--- START Extracted information ---

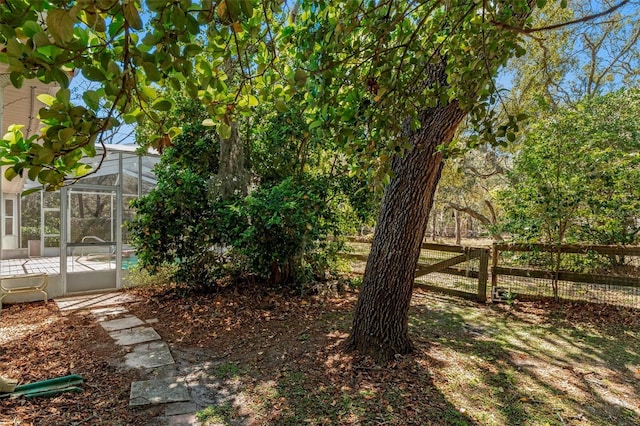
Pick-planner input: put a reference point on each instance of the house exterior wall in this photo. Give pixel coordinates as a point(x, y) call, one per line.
point(17, 106)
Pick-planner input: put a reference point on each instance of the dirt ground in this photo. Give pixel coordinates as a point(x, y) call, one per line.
point(526, 363)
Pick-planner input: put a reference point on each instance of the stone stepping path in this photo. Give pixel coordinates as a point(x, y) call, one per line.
point(94, 301)
point(121, 323)
point(149, 355)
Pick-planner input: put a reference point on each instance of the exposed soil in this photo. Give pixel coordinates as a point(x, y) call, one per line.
point(528, 363)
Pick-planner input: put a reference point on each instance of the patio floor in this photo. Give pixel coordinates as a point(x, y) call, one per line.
point(51, 265)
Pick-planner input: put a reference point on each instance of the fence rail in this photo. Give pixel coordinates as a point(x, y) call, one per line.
point(608, 274)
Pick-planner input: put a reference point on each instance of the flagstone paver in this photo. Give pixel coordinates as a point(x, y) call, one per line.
point(149, 355)
point(177, 408)
point(102, 314)
point(132, 336)
point(94, 301)
point(122, 323)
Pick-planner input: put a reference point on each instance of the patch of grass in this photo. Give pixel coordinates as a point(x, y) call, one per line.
point(228, 370)
point(215, 414)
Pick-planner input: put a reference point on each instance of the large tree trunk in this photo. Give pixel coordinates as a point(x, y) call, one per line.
point(381, 321)
point(233, 177)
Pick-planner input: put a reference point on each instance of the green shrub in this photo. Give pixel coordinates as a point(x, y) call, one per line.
point(291, 232)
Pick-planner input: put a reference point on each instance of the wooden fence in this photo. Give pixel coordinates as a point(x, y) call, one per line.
point(512, 274)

--- END Extracted information ---

__Task goal__.
Reproduce the items word for word, starting at the line that contains "of the stone" and ending at the line that contains "point(608, 274)", including both of those lines.

__In response__.
Pick-planner input: put a reference point on each instance of the stone stepping path in this photo. Give pixel coordinates as a point(x, y) call, one per line.
point(94, 301)
point(121, 323)
point(149, 355)
Pick-planner input: put a reference point on each instance of the exposed soil in this photo. Give pixel coordinates as a point(x, y) call, one per line.
point(528, 363)
Pick-planner input: put a reference point on each instance of the patio floor in this photo. Give pixel coordinates as a point(x, y) call, one per line.
point(51, 265)
Pick-planner input: put a reference point on each instance of the fence rail in this photo. Give pixel coordinates as a point(x, y) call, one per line.
point(608, 274)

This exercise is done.